STATED PROBLEM>
Express the lines of the records between the line holding "Tag every instance of the turquoise" and the line holding "pixel 1031 672", inclusive, as a Markdown table with columns Row and Line, numbering each line and leaving out blank lines.

Raw records
^^^^

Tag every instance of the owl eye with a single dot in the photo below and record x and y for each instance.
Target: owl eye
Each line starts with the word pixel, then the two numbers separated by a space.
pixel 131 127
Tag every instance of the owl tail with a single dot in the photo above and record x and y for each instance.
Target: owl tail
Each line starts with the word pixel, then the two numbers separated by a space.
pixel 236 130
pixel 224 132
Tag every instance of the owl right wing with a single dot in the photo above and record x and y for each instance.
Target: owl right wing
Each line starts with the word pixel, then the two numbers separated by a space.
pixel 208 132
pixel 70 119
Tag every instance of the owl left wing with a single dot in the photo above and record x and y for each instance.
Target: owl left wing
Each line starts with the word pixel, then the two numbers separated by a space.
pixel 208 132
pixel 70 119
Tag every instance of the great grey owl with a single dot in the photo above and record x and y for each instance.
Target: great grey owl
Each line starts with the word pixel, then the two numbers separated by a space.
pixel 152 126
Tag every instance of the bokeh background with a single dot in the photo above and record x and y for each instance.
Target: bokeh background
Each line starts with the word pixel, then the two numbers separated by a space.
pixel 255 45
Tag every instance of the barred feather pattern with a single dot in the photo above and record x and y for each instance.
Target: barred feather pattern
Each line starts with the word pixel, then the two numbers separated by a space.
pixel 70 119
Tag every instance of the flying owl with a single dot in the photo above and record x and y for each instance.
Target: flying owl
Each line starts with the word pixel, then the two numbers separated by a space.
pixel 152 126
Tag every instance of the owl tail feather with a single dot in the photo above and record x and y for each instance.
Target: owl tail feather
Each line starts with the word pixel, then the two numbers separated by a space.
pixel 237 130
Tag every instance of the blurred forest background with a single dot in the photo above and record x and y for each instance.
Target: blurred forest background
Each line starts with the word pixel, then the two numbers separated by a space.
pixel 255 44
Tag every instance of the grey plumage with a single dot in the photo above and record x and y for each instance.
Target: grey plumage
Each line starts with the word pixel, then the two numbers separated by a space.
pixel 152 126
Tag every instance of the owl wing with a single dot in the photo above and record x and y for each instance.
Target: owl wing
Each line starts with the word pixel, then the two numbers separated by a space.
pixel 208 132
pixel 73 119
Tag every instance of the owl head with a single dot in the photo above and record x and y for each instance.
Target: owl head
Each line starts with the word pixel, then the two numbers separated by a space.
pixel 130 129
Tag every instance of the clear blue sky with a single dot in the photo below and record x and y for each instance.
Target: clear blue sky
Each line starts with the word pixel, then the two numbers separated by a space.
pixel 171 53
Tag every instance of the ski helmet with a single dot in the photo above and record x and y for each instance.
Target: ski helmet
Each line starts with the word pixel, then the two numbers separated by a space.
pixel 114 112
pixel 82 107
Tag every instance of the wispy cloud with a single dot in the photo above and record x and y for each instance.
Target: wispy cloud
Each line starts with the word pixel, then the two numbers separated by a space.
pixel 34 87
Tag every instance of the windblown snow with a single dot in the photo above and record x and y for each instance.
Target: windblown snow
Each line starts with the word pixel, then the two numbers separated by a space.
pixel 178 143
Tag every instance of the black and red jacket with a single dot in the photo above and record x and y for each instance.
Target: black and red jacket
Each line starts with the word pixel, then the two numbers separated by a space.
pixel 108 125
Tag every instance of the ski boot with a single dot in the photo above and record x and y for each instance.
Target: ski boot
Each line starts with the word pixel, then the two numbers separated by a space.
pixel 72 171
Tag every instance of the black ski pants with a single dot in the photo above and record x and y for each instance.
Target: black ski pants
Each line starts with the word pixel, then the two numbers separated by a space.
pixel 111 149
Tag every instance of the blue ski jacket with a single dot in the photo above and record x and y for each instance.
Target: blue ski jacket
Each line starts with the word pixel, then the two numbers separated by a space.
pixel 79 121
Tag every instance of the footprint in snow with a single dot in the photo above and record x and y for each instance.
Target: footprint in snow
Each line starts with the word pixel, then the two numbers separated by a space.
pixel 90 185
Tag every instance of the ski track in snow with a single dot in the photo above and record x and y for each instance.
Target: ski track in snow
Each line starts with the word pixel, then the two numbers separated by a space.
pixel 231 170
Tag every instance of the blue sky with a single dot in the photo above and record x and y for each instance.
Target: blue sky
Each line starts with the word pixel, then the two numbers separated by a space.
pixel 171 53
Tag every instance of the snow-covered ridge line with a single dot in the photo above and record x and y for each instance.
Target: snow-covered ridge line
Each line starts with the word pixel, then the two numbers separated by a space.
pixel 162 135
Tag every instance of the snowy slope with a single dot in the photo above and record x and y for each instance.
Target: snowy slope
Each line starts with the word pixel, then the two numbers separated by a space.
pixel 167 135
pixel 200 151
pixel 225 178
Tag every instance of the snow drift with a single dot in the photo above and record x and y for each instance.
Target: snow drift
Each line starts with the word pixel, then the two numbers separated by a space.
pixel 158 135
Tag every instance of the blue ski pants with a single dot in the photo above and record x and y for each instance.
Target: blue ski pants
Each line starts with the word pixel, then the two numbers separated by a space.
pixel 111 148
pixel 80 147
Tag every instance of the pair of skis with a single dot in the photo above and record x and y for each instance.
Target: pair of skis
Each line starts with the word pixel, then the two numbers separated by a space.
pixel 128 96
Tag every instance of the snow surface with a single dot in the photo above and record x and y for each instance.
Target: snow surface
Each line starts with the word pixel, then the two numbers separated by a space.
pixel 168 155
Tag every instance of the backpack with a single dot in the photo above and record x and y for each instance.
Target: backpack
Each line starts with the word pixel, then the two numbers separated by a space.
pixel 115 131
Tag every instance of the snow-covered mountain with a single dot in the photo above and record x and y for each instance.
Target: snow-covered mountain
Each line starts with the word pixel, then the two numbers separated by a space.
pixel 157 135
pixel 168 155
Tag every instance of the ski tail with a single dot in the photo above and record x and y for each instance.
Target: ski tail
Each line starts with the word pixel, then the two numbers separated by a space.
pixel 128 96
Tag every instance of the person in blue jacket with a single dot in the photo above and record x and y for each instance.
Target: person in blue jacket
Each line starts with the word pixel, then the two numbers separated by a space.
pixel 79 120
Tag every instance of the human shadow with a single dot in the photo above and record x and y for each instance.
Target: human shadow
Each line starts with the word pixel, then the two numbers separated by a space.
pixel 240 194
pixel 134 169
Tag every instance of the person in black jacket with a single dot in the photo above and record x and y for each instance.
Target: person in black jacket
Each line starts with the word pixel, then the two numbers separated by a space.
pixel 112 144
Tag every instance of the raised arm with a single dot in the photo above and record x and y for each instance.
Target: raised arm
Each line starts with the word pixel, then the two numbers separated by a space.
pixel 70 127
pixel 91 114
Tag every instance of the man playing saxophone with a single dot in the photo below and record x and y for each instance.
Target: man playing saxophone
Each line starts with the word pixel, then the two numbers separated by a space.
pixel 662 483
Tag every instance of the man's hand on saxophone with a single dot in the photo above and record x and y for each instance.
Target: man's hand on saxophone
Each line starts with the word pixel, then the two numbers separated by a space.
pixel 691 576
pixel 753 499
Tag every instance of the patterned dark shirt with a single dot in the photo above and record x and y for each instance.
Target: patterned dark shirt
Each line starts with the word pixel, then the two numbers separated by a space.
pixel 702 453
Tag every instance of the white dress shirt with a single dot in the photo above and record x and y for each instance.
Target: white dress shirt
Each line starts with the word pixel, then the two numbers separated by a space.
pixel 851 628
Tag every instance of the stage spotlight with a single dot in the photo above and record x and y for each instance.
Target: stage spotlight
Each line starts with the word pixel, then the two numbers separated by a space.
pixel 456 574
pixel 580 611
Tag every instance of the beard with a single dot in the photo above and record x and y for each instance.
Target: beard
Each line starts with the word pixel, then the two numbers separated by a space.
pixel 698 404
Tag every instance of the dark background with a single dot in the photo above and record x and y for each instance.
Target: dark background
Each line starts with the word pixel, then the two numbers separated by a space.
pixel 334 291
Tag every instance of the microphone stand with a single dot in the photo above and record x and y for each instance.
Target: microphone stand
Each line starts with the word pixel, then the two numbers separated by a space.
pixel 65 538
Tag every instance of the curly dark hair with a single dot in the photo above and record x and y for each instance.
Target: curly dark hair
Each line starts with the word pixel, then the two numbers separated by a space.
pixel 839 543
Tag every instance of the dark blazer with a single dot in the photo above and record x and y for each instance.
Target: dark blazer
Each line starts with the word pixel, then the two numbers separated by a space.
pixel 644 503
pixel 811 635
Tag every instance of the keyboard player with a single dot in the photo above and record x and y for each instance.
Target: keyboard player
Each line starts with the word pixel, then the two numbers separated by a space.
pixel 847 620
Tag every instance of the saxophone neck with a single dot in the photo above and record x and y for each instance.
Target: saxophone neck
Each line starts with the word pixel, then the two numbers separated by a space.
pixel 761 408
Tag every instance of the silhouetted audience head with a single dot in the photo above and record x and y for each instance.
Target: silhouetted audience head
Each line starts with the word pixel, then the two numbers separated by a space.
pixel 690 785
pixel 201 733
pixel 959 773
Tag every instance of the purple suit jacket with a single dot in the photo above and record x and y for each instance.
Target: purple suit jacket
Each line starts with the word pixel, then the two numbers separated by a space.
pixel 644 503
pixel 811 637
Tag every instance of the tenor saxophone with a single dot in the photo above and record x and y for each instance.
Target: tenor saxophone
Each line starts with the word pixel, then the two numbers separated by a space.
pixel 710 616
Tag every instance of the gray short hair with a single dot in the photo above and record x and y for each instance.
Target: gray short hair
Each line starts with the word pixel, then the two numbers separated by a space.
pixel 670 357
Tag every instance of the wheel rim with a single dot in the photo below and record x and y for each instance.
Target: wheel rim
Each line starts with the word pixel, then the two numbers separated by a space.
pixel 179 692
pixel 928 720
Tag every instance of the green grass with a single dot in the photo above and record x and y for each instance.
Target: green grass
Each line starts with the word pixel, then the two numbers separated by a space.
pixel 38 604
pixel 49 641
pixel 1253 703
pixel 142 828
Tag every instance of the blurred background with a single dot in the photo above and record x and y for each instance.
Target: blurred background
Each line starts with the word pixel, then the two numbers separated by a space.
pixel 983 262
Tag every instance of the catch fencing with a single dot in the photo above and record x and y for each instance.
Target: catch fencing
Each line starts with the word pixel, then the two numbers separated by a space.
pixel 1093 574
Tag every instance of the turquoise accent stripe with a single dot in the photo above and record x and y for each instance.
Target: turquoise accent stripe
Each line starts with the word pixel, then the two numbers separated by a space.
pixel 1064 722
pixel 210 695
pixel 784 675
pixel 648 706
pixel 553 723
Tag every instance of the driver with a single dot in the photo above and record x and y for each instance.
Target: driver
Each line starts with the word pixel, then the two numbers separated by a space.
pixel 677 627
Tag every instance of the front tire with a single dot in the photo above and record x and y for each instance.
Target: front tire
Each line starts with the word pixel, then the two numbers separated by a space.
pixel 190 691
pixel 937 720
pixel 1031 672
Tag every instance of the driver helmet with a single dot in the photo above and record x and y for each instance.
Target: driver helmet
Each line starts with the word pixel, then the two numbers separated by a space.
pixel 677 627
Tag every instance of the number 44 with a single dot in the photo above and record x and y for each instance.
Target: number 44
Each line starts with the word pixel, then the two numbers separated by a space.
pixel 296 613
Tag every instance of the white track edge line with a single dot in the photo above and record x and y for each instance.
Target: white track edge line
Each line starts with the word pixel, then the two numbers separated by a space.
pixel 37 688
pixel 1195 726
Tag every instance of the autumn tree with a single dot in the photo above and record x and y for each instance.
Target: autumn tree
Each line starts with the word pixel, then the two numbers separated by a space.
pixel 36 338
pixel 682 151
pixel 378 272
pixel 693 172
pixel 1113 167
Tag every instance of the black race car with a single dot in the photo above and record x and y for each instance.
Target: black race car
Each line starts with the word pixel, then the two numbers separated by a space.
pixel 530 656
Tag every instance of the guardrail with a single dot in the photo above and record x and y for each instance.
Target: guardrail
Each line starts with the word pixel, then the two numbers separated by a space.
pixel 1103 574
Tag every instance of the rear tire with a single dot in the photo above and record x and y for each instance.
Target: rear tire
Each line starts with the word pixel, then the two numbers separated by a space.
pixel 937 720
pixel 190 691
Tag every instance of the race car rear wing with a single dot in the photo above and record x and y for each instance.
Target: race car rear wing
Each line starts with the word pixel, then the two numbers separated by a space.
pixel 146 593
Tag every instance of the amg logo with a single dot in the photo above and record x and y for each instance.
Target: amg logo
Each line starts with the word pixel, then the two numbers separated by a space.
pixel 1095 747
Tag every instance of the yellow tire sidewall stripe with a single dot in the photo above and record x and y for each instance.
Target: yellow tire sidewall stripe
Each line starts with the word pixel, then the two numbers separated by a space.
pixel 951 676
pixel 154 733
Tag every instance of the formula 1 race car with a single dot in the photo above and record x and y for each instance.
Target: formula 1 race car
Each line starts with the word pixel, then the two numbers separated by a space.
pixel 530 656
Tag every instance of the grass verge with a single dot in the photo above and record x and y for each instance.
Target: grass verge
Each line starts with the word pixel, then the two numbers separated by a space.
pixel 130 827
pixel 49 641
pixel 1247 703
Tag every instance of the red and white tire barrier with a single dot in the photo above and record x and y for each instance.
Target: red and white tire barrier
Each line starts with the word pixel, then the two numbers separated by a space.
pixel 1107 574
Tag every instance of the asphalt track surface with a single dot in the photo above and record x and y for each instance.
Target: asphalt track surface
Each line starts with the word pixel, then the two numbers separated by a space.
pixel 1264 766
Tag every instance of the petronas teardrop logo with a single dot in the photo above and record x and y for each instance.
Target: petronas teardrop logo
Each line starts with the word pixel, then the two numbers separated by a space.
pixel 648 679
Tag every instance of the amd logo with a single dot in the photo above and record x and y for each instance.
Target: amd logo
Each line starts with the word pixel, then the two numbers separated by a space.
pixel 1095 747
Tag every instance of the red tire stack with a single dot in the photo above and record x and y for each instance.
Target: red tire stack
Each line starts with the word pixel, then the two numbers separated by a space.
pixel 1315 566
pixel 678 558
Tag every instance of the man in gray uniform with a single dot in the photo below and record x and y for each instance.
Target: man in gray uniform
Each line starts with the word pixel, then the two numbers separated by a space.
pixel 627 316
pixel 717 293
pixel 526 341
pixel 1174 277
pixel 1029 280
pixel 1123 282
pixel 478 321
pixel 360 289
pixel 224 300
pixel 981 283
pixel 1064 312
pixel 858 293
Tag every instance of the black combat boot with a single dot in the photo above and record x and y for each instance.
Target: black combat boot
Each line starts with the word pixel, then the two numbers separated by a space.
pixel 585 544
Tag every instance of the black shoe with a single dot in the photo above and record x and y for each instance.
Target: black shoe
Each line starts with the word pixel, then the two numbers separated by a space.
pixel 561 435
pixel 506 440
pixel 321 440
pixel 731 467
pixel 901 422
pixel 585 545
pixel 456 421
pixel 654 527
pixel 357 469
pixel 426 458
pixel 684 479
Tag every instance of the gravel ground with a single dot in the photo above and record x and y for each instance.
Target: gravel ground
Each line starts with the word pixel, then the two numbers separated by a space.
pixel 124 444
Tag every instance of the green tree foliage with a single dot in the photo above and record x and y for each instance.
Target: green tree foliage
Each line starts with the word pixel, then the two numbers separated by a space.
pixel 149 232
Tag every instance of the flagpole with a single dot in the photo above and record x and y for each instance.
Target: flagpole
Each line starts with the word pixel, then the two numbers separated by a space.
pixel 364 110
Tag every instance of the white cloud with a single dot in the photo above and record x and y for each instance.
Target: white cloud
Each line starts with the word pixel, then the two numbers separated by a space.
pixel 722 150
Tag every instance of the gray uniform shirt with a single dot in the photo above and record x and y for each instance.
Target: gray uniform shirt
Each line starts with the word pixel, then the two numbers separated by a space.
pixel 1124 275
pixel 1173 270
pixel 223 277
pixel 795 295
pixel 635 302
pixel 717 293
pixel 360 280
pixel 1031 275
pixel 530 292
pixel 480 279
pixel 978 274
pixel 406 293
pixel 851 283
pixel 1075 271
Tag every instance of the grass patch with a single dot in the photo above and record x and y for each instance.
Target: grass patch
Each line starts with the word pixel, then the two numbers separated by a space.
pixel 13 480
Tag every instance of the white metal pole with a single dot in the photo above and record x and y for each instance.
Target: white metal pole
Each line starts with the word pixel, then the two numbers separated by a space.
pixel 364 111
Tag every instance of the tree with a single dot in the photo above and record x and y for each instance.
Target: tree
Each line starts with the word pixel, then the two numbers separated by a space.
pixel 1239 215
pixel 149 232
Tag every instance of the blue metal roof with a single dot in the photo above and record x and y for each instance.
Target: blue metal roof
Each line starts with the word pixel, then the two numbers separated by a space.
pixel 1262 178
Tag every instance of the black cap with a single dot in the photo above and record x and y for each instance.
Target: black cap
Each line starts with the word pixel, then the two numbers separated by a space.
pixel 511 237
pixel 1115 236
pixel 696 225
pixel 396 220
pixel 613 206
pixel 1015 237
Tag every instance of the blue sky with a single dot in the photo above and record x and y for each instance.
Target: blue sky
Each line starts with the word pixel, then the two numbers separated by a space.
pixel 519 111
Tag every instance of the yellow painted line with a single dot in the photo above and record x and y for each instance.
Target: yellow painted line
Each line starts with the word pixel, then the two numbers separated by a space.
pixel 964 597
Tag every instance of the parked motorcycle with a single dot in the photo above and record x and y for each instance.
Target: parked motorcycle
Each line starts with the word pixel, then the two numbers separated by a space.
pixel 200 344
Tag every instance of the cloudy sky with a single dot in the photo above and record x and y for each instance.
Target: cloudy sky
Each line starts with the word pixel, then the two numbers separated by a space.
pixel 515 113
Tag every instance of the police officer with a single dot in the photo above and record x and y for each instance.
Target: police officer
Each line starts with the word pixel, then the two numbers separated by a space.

^^^^

RESULT FOR THIS TASK>
| Row | Line |
|---|---|
| 1 | Tag every instance of the turquoise accent stripe with a single dot in the photo above and record x and y for each instance. |
| 2 | Target: turquoise accent stripe |
| 3 | Each line starts with the word pixel, then the two numbers separated by a space. |
| 4 | pixel 1064 722 |
| 5 | pixel 210 695 |
| 6 | pixel 784 675 |
| 7 | pixel 648 706 |
| 8 | pixel 553 723 |
| 9 | Tag every instance of the driver with a single dot in the photo above and record x and y for each instance. |
| 10 | Target: driver |
| 11 | Each line starts with the word pixel, then the two numbers separated by a space. |
| 12 | pixel 677 627 |
| 13 | Tag every instance of the front tire with a single dot in the photo above and record x and y for each instance. |
| 14 | Target: front tire |
| 15 | Each line starts with the word pixel, then the two numbers separated by a space. |
| 16 | pixel 190 691 |
| 17 | pixel 937 720 |
| 18 | pixel 1031 672 |